OBJECTIVE A: In the records further down, write out the lines starting at the one that contains "mark the railway" and ending at the one that contains "xmin=80 ymin=40 xmax=84 ymax=47", with both of those lines included.

EXCERPTED TEXT:
Cue an evening of depression thinking it was going to cost us a small fortune and some builders to fix. However, a bit of research and conferring with the neighbour who is a builder (handy chap to know), we decided it was something we could DIY. Now, I’m not going to write any tutorials on this or go into any detail, because aside from ordering lumber, measuring and chopping joists to size and making a lot of cups of tea and coffee, I didn’t actually get involved in the tech side of this, and even if I had, it’s not something I’d want to write a how-to on and then have someone follow it and their house fall down! It might not of course (ours is so much stronger than before), but you know, I’m all about the easy DIYs and things anyone can do, and I don’t class replacing floor joists as that kind of project.
It was a fairly time-consuming job. First we had to remove the old joists and the lathe and plaster ceiling over the side passage and staircase which was a seriously dusty, filthy job.
Then we built an external frame of joists which were fixed into the old joist slots in the brickwork and then bolted to the stone all the way around. Then we used joist hangers to slot joists across the length (at much narrower intervals). Finally, because we wanted to be sure it was all secure, we added support struts across the width, also using joist hangers.
As the bathroom is half over the old staircase and half over the passage to one side of the house, whilst all this work was going on, our home was essentially open to the elements.
Yes, we could shut the bathroom door at night, and wedge it, but it wasn’t very secure (I slept so badly listening out for people breaking in!) and it certainly wasn’t very warm (it was early November and snowing). I was so relieved when we finally got some boards down over the joists and closed off our house again!

OBJECTIVE B: Reproduce the whole account of replacing the floor joists above, word for word.

DATA:
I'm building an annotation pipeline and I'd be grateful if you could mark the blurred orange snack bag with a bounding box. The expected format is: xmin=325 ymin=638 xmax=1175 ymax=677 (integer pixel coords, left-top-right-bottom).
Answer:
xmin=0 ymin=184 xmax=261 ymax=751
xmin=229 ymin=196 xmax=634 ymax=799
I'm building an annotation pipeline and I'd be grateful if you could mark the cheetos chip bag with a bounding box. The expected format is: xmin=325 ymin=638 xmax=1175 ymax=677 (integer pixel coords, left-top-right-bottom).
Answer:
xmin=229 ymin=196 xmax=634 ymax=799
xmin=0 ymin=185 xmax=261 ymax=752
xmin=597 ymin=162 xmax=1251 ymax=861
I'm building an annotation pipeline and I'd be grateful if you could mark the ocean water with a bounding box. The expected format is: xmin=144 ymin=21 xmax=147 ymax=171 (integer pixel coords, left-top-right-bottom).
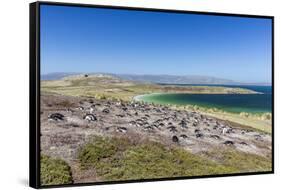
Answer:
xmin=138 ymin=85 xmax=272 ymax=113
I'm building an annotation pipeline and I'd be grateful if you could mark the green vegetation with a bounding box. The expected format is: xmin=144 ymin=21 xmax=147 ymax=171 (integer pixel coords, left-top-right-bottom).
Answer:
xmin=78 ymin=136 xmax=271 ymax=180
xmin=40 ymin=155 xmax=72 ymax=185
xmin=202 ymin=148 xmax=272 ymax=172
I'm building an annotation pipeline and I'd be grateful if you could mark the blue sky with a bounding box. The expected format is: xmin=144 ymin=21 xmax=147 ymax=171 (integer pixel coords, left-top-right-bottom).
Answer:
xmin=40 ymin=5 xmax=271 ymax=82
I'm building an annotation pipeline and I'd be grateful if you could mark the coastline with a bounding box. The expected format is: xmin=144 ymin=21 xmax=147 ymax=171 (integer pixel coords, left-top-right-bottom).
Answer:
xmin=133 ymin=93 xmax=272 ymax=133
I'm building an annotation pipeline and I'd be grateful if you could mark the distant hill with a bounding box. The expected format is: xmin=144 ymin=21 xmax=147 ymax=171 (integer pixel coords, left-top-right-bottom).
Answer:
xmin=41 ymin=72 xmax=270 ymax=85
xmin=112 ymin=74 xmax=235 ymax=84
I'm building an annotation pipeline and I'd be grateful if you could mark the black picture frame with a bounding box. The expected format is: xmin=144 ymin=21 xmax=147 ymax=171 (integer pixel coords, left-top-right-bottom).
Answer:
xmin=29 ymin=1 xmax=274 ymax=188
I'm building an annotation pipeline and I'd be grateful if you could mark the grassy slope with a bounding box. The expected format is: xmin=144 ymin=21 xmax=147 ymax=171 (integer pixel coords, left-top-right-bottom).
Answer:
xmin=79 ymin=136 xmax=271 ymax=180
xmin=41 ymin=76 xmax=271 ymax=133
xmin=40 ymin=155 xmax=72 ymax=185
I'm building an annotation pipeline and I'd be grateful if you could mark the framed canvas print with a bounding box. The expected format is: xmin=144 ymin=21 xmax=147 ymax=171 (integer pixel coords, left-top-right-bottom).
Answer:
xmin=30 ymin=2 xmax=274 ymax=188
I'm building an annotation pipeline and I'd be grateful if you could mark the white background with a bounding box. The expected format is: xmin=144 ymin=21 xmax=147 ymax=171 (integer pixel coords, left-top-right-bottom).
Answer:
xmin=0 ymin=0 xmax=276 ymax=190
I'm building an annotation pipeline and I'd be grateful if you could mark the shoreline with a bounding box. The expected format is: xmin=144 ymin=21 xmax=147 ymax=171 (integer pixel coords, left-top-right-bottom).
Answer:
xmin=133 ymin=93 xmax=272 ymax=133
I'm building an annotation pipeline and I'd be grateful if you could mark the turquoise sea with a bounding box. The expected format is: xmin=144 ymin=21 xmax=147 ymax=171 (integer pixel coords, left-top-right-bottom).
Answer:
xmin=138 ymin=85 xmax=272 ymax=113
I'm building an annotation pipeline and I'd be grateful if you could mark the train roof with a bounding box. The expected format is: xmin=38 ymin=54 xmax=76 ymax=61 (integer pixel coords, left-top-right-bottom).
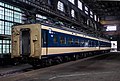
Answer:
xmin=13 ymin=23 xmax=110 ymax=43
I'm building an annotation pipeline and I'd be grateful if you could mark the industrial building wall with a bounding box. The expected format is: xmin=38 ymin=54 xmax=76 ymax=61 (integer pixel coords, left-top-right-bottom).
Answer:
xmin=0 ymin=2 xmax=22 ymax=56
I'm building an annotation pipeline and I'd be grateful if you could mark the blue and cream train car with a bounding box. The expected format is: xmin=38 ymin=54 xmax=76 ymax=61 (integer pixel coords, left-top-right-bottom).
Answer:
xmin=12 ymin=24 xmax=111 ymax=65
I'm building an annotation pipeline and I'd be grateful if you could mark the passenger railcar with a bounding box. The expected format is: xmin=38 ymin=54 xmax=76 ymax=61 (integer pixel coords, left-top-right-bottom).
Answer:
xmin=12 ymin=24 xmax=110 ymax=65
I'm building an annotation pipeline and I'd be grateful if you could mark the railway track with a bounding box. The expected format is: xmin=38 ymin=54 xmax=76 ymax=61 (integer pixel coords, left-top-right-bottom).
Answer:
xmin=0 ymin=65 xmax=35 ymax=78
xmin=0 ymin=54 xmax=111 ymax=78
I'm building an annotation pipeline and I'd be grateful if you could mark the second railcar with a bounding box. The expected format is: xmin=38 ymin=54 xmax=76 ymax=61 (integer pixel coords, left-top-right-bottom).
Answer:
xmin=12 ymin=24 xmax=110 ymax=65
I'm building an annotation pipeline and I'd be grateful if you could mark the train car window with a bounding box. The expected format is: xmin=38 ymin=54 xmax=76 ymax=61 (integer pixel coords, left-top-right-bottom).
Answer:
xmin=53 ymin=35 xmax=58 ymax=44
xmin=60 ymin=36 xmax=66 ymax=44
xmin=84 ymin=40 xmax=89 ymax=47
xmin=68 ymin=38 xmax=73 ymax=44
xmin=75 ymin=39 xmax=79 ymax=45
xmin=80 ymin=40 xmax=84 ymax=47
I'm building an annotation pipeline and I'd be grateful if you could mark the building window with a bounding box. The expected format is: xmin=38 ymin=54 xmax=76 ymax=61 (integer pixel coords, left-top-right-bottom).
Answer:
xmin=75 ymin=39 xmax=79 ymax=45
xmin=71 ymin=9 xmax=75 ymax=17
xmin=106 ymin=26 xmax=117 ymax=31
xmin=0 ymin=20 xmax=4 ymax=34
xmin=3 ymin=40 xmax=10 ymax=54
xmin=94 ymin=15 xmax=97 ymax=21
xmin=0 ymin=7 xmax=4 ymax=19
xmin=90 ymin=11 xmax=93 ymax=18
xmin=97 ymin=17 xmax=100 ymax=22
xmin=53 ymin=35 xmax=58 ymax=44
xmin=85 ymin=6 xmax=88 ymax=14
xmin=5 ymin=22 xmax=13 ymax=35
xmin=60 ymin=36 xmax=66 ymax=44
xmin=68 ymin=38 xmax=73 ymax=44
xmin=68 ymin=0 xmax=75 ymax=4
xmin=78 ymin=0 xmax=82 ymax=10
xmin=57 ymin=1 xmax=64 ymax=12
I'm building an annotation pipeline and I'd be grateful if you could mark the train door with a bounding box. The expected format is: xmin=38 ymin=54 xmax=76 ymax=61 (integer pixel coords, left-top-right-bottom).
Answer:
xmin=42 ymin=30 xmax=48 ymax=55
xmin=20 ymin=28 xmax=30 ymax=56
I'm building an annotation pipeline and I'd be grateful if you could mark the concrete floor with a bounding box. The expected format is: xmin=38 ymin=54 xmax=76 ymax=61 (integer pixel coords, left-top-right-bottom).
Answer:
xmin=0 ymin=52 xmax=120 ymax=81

EXERCISE SOLUTION A:
I'm building an annotation pipeline and I'd be grateful if you could mark the railway track with a bounding box. The expected format is: xmin=38 ymin=54 xmax=76 ymax=61 (integer pixel coords, left-top-right-bottom).
Answer:
xmin=0 ymin=65 xmax=35 ymax=78
xmin=0 ymin=54 xmax=111 ymax=78
I'm building an annotation pipeline and I'd be grateful if you could mark the second railcar with a bounding box. The expected format is: xmin=38 ymin=54 xmax=76 ymax=61 (integer pixel coords, left-top-right-bottom).
Answer:
xmin=12 ymin=24 xmax=110 ymax=65
I'm building an annotation pipeline and I'd be grateful if you could mark the train car window with a bounding box. The expected format is: xmin=38 ymin=54 xmax=76 ymax=61 (integer pixel coords, left-top-right-bottom).
Answer:
xmin=53 ymin=35 xmax=58 ymax=44
xmin=60 ymin=36 xmax=66 ymax=44
xmin=84 ymin=40 xmax=89 ymax=47
xmin=68 ymin=38 xmax=73 ymax=44
xmin=75 ymin=39 xmax=79 ymax=45
xmin=80 ymin=40 xmax=84 ymax=47

EXERCISE SOLUTION B:
Cue an evening of depression thinking it was going to cost us a small fortune and some builders to fix. However, a bit of research and conferring with the neighbour who is a builder (handy chap to know), we decided it was something we could DIY. Now, I’m not going to write any tutorials on this or go into any detail, because aside from ordering lumber, measuring and chopping joists to size and making a lot of cups of tea and coffee, I didn’t actually get involved in the tech side of this, and even if I had, it’s not something I’d want to write a how-to on and then have someone follow it and their house fall down! It might not of course (ours is so much stronger than before), but you know, I’m all about the easy DIYs and things anyone can do, and I don’t class replacing floor joists as that kind of project.
It was a fairly time-consuming job. First we had to remove the old joists and the lathe and plaster ceiling over the side passage and staircase which was a seriously dusty, filthy job.
Then we built an external frame of joists which were fixed into the old joist slots in the brickwork and then bolted to the stone all the way around. Then we used joist hangers to slot joists across the length (at much narrower intervals). Finally, because we wanted to be sure it was all secure, we added support struts across the width, also using joist hangers.
As the bathroom is half over the old staircase and half over the passage to one side of the house, whilst all this work was going on, our home was essentially open to the elements.
Yes, we could shut the bathroom door at night, and wedge it, but it wasn’t very secure (I slept so badly listening out for people breaking in!) and it certainly wasn’t very warm (it was early November and snowing). I was so relieved when we finally got some boards down over the joists and closed off our house again!